(TEXTO DE ORIGEM)
##########
Pensar em consumo consciente pode remeter a comprar peças atemporais, com qualidade melhor e em menor quantidade. De fato, fazer essas escolhas e refletir sobre o consumismo ajuda a aliviar o bolso, mas existem outras saídas para praticar a sustentabilidade. Comprar peças em brechó, participar de feiras de troca ou até mesmo organizar bazares são opções para a prática do consumo consciente (e barato) e para dar uma segunda chance àquelas peças que já existem.

O projeto Trocaria, que encerrou suas atividades em outubro de 2017, tinha esse propósito. Fundado pela empresária Evelise Biviatello e pela sócia Maitê Hotoshi, o Trocaria começou como um blog, evoluiu para feiras de trocas e alcançou uma marketplace online lançada no início do ano.  Tudo isso possibilitou que pessoas do Brasil todo pudessem “estender o ciclo de vida de suas roupas e acessórios de maneira consciente e colaborativa através da compra, venda e troca”, segundo Evelise.
  

A economia
A consultora em estética Gabriela Ferreira, de 20 anos, encontrou nos brechós uma forma barata de comprar peças que reforçassem a sua identidade. “Eu sempre gostei de me vestir diferente, mas não eram em todas as lojas que eu conseguia encontrar essas peças, e nas que eu achava o preço não cabia no meu orçamento”, conta. “Foi então que eu conheci os brechós e me apaixonei, porque encontrei peças com personalidade que ninguém mais teria igual e, o melhor, com um preço super camarada”, explica. Além de comprar, Gabriela também vende suas peças e essa é uma maneira de aumentar o orçamento. 

Confira os valores de algumas peças compradas por Gabriela:


R$5 cada.  Fotos: Fernanda Pereira.

Bolsa: R$3; shorts: R$5. Fotos: Fernanda Pereira.


R$3 reais cada. Fotos: Fernanda Pereira.

R$5 cada. Fotos: Fernanda Pereira.


Peças que serão vendidas em um brechó que Gabriela está organizando. Foto: Fernanda Pereira.

Embora a sustentabilidade seja uma consequência do consumo consciente, a economia é um dos principais motivos que levam as pessoas a comprarem peças de segunda mão. “Com o valor que eu compraria uma blusa numa loja no shopping, no bazar eu comprava três peças”, explica Gabriela.

A empresária Bárbara Rodrigues, de 22 anos, transformou o brechó em uma nova fonte de renda. Após passar uma fase consumista e acumular peças, decidiu criar um brechó para vender tudo isso. “Com o tempo percebi que poderia ser meu trabalho, comecei a garimpar e revender”, explica. Hoje, Bárbara é dona do Brechó Ser, que funciona de forma online. Formada em Comércio Exterior, ela trabalhava em uma consultora agrícola antes de se dedicar totalmente ao novo empreendimento, e  hoje sua rotina é outra. “Hoje em dia trabalho apenas com isso, consigo me manter e tenho horários flexíveis”, conta.

A indústria da moda é a segunda maior empregadora do Brasil, segundo dados de 2015 da Associação Brasileira da Indústria Têxtil e Confecção (ABIT). O país também é o quinto maior produtor têxtil do mundo.
##########
(LINHAS FORNECIDAS)
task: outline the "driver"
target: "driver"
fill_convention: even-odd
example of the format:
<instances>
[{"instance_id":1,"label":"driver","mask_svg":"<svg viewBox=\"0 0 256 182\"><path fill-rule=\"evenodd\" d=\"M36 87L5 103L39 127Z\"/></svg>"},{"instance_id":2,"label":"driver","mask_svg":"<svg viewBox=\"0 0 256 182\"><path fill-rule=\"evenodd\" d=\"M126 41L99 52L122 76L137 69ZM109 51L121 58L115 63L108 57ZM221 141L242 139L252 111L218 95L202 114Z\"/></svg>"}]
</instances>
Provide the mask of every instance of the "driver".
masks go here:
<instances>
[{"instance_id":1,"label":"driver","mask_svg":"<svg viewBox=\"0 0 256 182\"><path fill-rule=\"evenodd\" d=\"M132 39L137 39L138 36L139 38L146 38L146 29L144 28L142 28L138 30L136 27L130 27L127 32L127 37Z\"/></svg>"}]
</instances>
##########
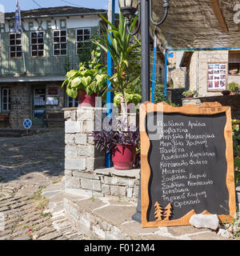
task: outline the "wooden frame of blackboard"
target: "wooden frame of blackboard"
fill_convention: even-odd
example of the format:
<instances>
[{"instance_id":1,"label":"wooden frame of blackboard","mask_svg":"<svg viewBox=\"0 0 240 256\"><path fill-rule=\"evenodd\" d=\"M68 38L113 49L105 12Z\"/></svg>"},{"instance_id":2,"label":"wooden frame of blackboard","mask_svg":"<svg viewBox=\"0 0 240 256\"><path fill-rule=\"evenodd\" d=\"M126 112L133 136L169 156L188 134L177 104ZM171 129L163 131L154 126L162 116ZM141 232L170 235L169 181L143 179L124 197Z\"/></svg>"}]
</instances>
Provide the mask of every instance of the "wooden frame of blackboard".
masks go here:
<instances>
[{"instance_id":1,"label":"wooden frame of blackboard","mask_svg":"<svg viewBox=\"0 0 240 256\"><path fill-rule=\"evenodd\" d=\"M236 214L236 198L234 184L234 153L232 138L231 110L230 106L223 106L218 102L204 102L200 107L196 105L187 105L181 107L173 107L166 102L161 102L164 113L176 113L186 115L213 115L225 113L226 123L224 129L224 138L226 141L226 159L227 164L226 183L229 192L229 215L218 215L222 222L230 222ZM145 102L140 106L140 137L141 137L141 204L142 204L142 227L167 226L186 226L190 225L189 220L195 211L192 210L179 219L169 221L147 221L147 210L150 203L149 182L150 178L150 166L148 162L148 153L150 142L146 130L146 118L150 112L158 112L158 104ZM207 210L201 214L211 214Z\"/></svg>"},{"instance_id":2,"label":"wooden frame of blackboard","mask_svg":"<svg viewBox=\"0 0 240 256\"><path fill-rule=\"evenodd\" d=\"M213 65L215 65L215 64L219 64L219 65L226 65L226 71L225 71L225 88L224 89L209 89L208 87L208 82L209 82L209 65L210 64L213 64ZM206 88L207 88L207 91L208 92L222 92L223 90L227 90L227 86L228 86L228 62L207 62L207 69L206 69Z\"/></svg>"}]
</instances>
##########
(TAREFAS)
A) Segundo o texto sobre consumo consciente, em que curso Bárbara Rodrigues é formada?
B) Continue o texto sobre consumo consciente a partir da última frase apresentada.

(RESPOSTAS ESPERADAS)
A) Em Comércio Exterior.

B)
Para a professora universitária e economista Viviane Félix, com o aumento da prática do consumo consciente as empresas terão que se adequar e vender produtos com uma margem de lucro menor, pois as pessoas irão comprar menos produtos novos. “O setor de usados irá crescer gerando emprego, com certeza o consumo consciente irá afetar a economia como um todo”, explica.

Evelise acredita que essa nova forma de consumo pode impactar a economia de duas formas. Uma delas é a diminuição do consumo, já que compras por impulso podem perder espaço. “Por outro lado, existe uma oportunidade enorme para marcas sustentáveis, com processos inovadores e justos ganharem mercado, ou mesmo uma adaptação de grandes varejistas para processos mais sustentáveis, como é o caso da H&M e C&A”, completa.

Com a crise econômica que o país atravessa, é comum encontrar notícias que evidenciem a quebra de lojas e fábricas, mas Mariana faz uma crítica a essa abordagem. “A pauta gira só em torno da crise econômica e política sem levar em conta este fator ‘já temos demais’”. Para ela, a postura da sociedade deveria ser outra diante deste fato. “Seria muito mais transformador encarar este fato de frente e agir em busca de criar soluções de negócio para lidar com o que já existe do que tentar fazer sobreviver uma forma de produzir que não faz mais tanto sentido”, contesta.




Preconceito 
Para Viviane, essas formas de consumo consciente são ótimas opções para economizar em tempo de crise. Ela destaca que essa tendência veio de fora. “Na Europa, por exemplo, é comum as pessoas irem aos brechós. Aqui ainda existe um pouco de preconceito, mas penso que isso está mudando”, completa.

Os brasileiros estão se acostumando com a ideia e o consumo de roupas de segunda mão está ganhando espaço. De acordo com o Sebrae, nos últimos cinco anos, o segmento dos brechós cresceu 210%. Também está havendo uma variedade de seus formatos.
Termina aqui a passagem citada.